* begin THE INPUT *

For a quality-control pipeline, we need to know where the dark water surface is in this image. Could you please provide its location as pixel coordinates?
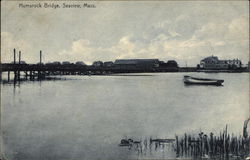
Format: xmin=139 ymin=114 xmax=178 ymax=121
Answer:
xmin=1 ymin=73 xmax=249 ymax=160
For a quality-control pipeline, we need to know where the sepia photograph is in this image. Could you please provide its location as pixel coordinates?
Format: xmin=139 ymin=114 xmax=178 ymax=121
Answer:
xmin=0 ymin=0 xmax=250 ymax=160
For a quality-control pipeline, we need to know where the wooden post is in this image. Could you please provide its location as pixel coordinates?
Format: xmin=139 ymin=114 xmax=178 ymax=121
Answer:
xmin=8 ymin=71 xmax=10 ymax=82
xmin=18 ymin=51 xmax=21 ymax=64
xmin=17 ymin=51 xmax=21 ymax=80
xmin=14 ymin=48 xmax=16 ymax=64
xmin=40 ymin=50 xmax=42 ymax=65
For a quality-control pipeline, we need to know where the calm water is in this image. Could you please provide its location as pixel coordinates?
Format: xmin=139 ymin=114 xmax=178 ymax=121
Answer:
xmin=1 ymin=73 xmax=249 ymax=160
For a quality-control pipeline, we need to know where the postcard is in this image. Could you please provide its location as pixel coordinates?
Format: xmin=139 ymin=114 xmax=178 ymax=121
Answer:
xmin=0 ymin=0 xmax=250 ymax=160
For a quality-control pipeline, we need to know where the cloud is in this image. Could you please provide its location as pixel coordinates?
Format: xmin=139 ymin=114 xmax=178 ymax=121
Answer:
xmin=1 ymin=32 xmax=33 ymax=63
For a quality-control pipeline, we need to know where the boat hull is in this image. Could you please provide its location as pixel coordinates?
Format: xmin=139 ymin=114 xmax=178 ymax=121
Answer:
xmin=183 ymin=76 xmax=224 ymax=86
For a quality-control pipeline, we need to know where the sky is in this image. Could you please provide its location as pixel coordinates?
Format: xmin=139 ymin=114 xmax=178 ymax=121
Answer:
xmin=1 ymin=1 xmax=249 ymax=66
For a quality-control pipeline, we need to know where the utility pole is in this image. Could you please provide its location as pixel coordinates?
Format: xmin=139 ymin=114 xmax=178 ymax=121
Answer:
xmin=40 ymin=50 xmax=42 ymax=65
xmin=14 ymin=48 xmax=16 ymax=64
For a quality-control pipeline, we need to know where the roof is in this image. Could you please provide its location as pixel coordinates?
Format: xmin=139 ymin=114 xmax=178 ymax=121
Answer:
xmin=114 ymin=59 xmax=159 ymax=65
xmin=201 ymin=56 xmax=219 ymax=61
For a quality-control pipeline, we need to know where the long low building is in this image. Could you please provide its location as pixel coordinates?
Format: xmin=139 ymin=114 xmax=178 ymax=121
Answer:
xmin=199 ymin=55 xmax=242 ymax=69
xmin=114 ymin=59 xmax=160 ymax=68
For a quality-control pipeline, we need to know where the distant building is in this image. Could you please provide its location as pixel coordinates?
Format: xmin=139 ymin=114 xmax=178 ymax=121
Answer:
xmin=103 ymin=61 xmax=114 ymax=67
xmin=52 ymin=61 xmax=61 ymax=65
xmin=92 ymin=61 xmax=103 ymax=67
xmin=62 ymin=61 xmax=70 ymax=65
xmin=198 ymin=55 xmax=242 ymax=69
xmin=114 ymin=59 xmax=160 ymax=69
xmin=75 ymin=61 xmax=86 ymax=66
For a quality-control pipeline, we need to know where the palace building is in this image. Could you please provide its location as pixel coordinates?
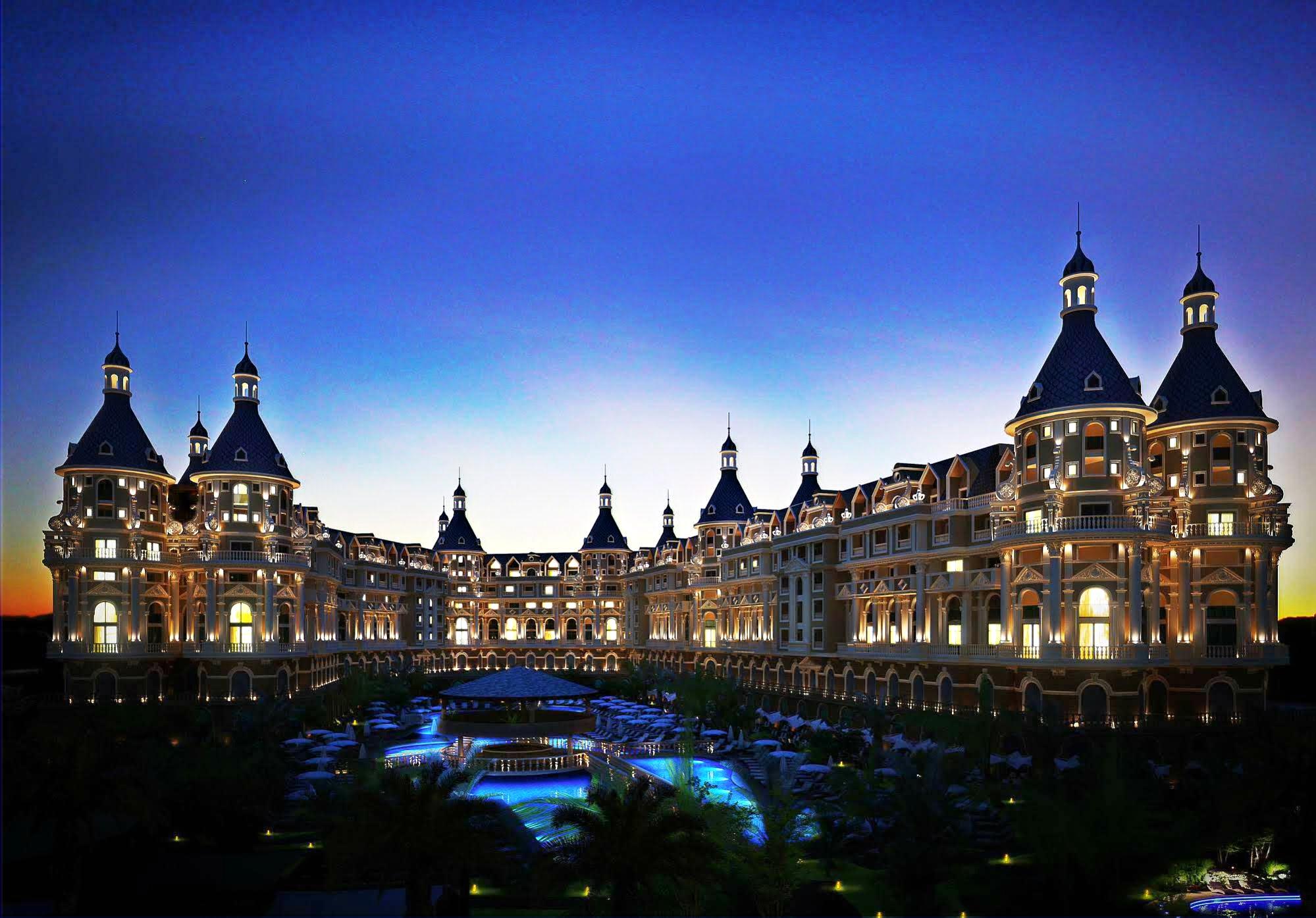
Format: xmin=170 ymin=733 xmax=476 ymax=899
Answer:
xmin=45 ymin=234 xmax=1292 ymax=723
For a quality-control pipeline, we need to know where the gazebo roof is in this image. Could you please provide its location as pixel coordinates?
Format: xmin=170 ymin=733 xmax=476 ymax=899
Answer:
xmin=440 ymin=667 xmax=595 ymax=701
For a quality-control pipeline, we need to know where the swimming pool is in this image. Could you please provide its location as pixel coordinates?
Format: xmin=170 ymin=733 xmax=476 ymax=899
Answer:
xmin=471 ymin=771 xmax=594 ymax=844
xmin=1188 ymin=894 xmax=1303 ymax=915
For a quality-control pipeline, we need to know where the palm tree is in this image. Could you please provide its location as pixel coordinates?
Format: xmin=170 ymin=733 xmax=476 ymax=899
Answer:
xmin=553 ymin=777 xmax=712 ymax=915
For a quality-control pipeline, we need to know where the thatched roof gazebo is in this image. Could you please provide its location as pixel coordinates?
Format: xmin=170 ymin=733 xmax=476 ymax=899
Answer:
xmin=438 ymin=667 xmax=595 ymax=773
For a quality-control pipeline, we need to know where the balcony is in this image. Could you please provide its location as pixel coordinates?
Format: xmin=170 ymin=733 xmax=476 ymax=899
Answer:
xmin=1178 ymin=522 xmax=1292 ymax=539
xmin=995 ymin=515 xmax=1174 ymax=542
xmin=183 ymin=551 xmax=311 ymax=568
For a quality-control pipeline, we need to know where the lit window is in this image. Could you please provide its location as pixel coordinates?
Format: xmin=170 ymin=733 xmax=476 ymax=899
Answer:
xmin=92 ymin=602 xmax=118 ymax=644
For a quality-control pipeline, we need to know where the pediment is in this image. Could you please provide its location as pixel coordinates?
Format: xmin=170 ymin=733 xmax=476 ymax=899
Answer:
xmin=1014 ymin=567 xmax=1046 ymax=584
xmin=1074 ymin=564 xmax=1119 ymax=580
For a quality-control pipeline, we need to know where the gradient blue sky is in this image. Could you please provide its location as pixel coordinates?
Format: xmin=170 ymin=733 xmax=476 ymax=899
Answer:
xmin=0 ymin=0 xmax=1316 ymax=614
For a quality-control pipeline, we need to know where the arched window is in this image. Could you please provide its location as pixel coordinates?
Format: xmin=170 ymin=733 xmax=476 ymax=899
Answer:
xmin=1078 ymin=586 xmax=1111 ymax=650
xmin=1024 ymin=430 xmax=1038 ymax=482
xmin=1207 ymin=589 xmax=1238 ymax=648
xmin=146 ymin=602 xmax=165 ymax=644
xmin=229 ymin=602 xmax=255 ymax=647
xmin=91 ymin=602 xmax=118 ymax=644
xmin=229 ymin=669 xmax=251 ymax=701
xmin=1083 ymin=421 xmax=1105 ymax=477
xmin=1078 ymin=684 xmax=1109 ymax=723
xmin=1211 ymin=433 xmax=1233 ymax=485
xmin=96 ymin=478 xmax=115 ymax=517
xmin=1207 ymin=682 xmax=1234 ymax=721
xmin=1018 ymin=589 xmax=1042 ymax=647
xmin=946 ymin=596 xmax=964 ymax=647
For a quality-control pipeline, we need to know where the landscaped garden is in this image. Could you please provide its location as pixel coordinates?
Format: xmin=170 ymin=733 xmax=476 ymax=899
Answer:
xmin=4 ymin=660 xmax=1316 ymax=915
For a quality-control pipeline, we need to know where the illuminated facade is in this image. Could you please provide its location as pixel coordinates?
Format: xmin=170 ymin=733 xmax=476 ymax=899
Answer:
xmin=45 ymin=232 xmax=1292 ymax=722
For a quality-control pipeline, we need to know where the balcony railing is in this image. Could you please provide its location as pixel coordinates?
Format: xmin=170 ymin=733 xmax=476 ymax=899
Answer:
xmin=183 ymin=551 xmax=311 ymax=567
xmin=996 ymin=515 xmax=1174 ymax=539
xmin=1178 ymin=522 xmax=1290 ymax=539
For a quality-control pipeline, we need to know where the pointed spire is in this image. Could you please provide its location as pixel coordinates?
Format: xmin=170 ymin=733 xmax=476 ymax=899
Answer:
xmin=1061 ymin=204 xmax=1096 ymax=279
xmin=1180 ymin=224 xmax=1216 ymax=294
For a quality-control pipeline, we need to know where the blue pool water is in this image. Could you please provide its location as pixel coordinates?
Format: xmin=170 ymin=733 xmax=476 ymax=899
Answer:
xmin=1188 ymin=896 xmax=1303 ymax=915
xmin=471 ymin=771 xmax=591 ymax=844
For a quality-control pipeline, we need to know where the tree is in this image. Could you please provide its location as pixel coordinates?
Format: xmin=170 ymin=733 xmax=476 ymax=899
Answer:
xmin=553 ymin=777 xmax=710 ymax=915
xmin=328 ymin=765 xmax=499 ymax=915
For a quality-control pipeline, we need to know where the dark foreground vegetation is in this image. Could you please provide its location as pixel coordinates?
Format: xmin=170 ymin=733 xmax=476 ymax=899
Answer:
xmin=4 ymin=618 xmax=1316 ymax=915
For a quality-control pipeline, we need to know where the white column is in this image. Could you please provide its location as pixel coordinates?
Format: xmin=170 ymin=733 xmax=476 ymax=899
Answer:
xmin=913 ymin=561 xmax=928 ymax=640
xmin=128 ymin=568 xmax=145 ymax=640
xmin=1129 ymin=543 xmax=1142 ymax=644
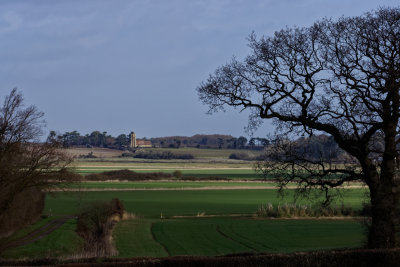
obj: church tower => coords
[131,132,137,148]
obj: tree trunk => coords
[368,184,399,248]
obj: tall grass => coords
[256,203,363,218]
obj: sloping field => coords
[45,189,365,218]
[114,218,364,257]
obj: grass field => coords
[45,189,365,218]
[75,167,263,179]
[1,148,372,258]
[114,217,364,257]
[68,181,282,189]
[1,217,83,258]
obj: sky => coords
[0,0,400,140]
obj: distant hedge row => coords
[122,151,194,159]
[85,170,173,181]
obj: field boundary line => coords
[49,186,365,192]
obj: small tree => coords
[0,89,75,237]
[197,8,400,248]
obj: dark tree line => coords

* end THE INPUT *

# CHALLENGE:
Can you retype the records, unchanged, from the line containing "For a quality-control pipeline, we need to know where the palm" through the line containing "xmin=183 ymin=551 xmax=311 ymax=568"?

# THE RESPONSE:
For a quality-control pipeline, we need to know where the palm tree is in this image. Could you please provide its location as pixel coordinates?
Format: xmin=170 ymin=733 xmax=476 ymax=899
Answer:
xmin=553 ymin=777 xmax=712 ymax=915
For a quality-control pipeline, we need to know where the thatched roof gazebo is in this image. Could you please provide its location as pixel coordinates?
Format: xmin=170 ymin=733 xmax=476 ymax=899
Answer:
xmin=438 ymin=667 xmax=595 ymax=773
For a quality-control pipeline, we need to know where the balcony is in this image. Could you please provide its location as pixel coordinates?
Format: xmin=170 ymin=733 xmax=476 ymax=899
Answer:
xmin=1178 ymin=522 xmax=1292 ymax=539
xmin=995 ymin=515 xmax=1174 ymax=542
xmin=183 ymin=551 xmax=311 ymax=568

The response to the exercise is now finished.